Task brief
Look for the word "mowed" in the data below, and copy every line that holds it.

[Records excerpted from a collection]
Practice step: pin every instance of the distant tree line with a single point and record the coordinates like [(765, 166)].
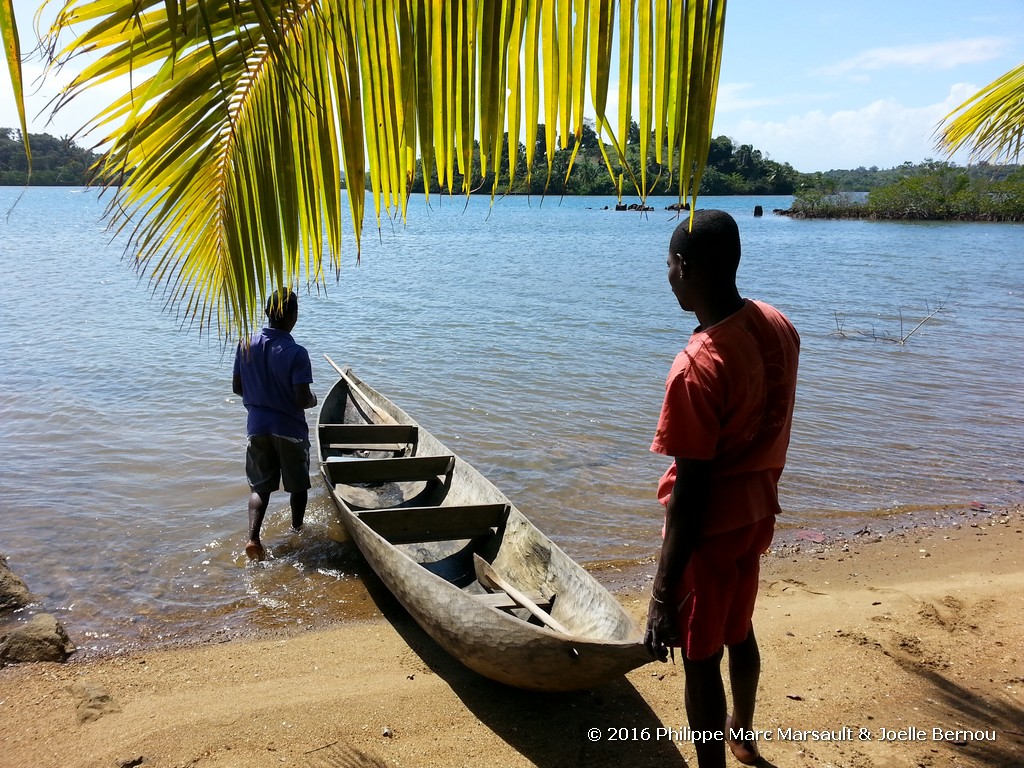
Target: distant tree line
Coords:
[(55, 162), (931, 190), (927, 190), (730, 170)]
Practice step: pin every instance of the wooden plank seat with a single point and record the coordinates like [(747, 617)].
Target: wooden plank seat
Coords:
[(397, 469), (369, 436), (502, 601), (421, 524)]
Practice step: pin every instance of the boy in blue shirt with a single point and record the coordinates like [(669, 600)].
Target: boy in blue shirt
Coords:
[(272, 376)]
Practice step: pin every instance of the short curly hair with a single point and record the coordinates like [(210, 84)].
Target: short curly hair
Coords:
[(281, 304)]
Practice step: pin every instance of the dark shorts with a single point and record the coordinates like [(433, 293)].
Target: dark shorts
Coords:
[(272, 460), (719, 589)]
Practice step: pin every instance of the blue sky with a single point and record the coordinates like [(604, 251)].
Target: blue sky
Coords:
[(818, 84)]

* * *

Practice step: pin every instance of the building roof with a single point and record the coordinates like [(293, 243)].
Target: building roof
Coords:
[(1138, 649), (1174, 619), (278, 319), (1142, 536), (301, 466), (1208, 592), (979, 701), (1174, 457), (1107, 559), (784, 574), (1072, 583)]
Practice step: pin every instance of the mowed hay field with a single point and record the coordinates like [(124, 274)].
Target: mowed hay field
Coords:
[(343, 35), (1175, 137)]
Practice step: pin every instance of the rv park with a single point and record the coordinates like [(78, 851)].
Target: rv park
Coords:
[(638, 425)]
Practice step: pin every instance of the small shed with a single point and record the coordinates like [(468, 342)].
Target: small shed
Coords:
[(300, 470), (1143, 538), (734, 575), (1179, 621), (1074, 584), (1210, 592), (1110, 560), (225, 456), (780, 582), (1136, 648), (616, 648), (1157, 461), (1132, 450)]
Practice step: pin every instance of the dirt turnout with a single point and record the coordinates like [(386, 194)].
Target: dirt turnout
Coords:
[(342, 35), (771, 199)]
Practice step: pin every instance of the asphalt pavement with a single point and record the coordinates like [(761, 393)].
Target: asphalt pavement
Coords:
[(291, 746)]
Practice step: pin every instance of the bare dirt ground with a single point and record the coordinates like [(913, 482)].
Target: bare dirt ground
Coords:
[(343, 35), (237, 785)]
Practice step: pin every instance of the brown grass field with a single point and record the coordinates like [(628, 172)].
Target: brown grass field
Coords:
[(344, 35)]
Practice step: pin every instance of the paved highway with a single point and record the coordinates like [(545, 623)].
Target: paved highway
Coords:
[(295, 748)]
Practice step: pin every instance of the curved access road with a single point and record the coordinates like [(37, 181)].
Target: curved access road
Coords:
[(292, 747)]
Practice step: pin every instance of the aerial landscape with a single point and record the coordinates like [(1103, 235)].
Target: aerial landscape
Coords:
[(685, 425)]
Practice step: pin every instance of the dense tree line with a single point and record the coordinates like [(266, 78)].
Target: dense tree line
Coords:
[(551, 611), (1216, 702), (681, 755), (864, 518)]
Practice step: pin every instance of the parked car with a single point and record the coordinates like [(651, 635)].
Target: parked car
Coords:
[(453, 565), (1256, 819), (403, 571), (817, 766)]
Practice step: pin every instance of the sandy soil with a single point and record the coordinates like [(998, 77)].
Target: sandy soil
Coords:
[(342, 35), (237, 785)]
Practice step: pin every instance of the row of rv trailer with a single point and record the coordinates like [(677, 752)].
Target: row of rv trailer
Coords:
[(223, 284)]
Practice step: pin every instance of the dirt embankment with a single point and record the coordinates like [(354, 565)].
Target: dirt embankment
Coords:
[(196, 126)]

==

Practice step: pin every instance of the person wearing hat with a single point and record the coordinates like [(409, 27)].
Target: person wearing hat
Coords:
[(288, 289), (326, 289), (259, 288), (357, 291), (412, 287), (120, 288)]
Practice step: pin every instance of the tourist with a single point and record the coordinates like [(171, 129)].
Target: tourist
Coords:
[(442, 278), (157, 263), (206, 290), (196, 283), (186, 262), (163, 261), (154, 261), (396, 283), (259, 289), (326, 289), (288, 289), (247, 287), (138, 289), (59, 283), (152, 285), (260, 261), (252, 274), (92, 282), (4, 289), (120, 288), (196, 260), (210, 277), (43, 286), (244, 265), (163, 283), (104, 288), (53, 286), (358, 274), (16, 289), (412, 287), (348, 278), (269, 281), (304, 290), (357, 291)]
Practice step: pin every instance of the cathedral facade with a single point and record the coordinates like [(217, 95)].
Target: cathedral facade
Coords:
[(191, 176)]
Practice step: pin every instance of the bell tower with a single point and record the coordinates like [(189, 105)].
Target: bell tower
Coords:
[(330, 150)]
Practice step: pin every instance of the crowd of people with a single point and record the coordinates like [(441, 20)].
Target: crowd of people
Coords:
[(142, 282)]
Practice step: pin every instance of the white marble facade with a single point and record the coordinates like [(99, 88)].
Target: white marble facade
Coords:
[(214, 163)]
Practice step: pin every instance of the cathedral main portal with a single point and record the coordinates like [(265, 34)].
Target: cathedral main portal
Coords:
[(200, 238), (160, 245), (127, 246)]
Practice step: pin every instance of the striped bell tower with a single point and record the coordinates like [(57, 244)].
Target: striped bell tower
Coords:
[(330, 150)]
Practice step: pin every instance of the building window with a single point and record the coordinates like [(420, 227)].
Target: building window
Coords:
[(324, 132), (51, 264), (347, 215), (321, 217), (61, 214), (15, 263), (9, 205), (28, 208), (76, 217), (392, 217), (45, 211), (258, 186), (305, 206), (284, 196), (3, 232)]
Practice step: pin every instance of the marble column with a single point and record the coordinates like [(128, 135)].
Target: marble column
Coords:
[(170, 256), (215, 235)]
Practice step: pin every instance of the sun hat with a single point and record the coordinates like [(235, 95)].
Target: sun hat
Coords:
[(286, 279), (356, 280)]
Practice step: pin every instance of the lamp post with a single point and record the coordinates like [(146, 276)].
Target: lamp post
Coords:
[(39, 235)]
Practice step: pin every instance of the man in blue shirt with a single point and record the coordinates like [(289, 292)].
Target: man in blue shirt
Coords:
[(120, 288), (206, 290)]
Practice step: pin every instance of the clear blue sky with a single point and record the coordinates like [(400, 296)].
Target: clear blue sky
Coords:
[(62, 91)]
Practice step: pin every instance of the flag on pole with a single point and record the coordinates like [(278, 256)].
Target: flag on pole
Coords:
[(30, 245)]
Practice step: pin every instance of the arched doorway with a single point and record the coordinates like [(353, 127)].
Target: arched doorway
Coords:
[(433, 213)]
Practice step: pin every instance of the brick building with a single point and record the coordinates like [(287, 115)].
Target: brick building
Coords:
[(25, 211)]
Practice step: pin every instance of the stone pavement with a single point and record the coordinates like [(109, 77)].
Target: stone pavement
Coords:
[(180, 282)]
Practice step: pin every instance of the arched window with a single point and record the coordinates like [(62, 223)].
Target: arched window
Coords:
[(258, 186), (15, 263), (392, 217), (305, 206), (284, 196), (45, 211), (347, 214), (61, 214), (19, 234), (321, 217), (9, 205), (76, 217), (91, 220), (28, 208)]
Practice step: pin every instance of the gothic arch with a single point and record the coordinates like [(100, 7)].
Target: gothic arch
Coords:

Written solution
Practice step: pin every instance of the mowed hay field with a single point and record the coordinates like [(124, 274)].
Target: mowed hay field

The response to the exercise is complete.